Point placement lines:
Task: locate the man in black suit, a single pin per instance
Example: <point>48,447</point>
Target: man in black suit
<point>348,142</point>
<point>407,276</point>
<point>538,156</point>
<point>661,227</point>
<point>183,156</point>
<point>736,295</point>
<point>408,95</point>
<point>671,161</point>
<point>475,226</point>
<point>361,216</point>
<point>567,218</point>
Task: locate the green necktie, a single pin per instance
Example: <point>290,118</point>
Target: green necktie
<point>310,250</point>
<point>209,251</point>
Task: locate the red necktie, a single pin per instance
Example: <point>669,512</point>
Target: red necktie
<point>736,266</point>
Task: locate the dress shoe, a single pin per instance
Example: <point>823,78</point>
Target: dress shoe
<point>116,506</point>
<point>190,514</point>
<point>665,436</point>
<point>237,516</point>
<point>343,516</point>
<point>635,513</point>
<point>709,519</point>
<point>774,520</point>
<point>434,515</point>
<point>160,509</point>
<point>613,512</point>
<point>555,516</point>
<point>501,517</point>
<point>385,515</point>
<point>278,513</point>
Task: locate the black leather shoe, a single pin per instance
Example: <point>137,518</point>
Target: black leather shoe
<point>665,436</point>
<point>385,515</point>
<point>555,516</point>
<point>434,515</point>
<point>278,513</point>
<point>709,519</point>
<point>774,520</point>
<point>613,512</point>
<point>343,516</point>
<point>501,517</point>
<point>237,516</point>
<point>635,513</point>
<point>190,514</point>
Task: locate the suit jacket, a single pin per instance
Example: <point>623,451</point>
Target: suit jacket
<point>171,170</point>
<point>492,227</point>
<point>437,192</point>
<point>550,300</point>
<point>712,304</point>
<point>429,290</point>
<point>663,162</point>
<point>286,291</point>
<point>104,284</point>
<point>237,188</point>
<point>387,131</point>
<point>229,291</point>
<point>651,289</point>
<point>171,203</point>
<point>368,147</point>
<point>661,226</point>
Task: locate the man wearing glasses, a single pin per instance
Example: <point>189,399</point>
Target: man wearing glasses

WHAT YOU ARE ASKED TO DO: Substitute "one pin for each instance" for every "a single pin per instance" in the lines above, and leave everything else unchanged.

WRITTEN SOLUTION:
Task: locate the man in black suit, one pin for each instance
Example: <point>48,447</point>
Target: man in black suit
<point>348,142</point>
<point>407,276</point>
<point>538,156</point>
<point>661,227</point>
<point>183,156</point>
<point>736,295</point>
<point>408,95</point>
<point>671,161</point>
<point>475,226</point>
<point>361,216</point>
<point>567,218</point>
Task: locate the green necktie, one pin for each instance
Example: <point>290,118</point>
Target: green necktie
<point>310,250</point>
<point>209,251</point>
Task: locate the red necktie, one pin for each instance
Example: <point>669,512</point>
Target: red necktie
<point>736,266</point>
Task: locate the dress shoe, one pin for each instance
Example: <point>823,78</point>
Target: dress shoe
<point>116,506</point>
<point>190,514</point>
<point>665,436</point>
<point>237,516</point>
<point>343,516</point>
<point>635,513</point>
<point>709,519</point>
<point>774,520</point>
<point>434,515</point>
<point>160,509</point>
<point>613,512</point>
<point>555,516</point>
<point>501,517</point>
<point>385,515</point>
<point>278,513</point>
Task: locate the black leather shoe, one pin for each instance
Example: <point>137,518</point>
Target: black leather shoe
<point>665,436</point>
<point>385,515</point>
<point>555,516</point>
<point>434,515</point>
<point>278,513</point>
<point>709,519</point>
<point>774,520</point>
<point>613,512</point>
<point>343,516</point>
<point>501,517</point>
<point>237,516</point>
<point>635,513</point>
<point>190,514</point>
Task: locate the suit jacket, one pin for each instance
Example: <point>623,451</point>
Target: suit jacket
<point>171,170</point>
<point>492,227</point>
<point>437,192</point>
<point>550,300</point>
<point>712,304</point>
<point>429,290</point>
<point>663,162</point>
<point>286,291</point>
<point>104,284</point>
<point>237,188</point>
<point>387,131</point>
<point>229,291</point>
<point>651,289</point>
<point>171,203</point>
<point>368,147</point>
<point>661,226</point>
Task: locate the man wearing glasses, one pin for each instance
Example: <point>189,399</point>
Target: man wearing glasses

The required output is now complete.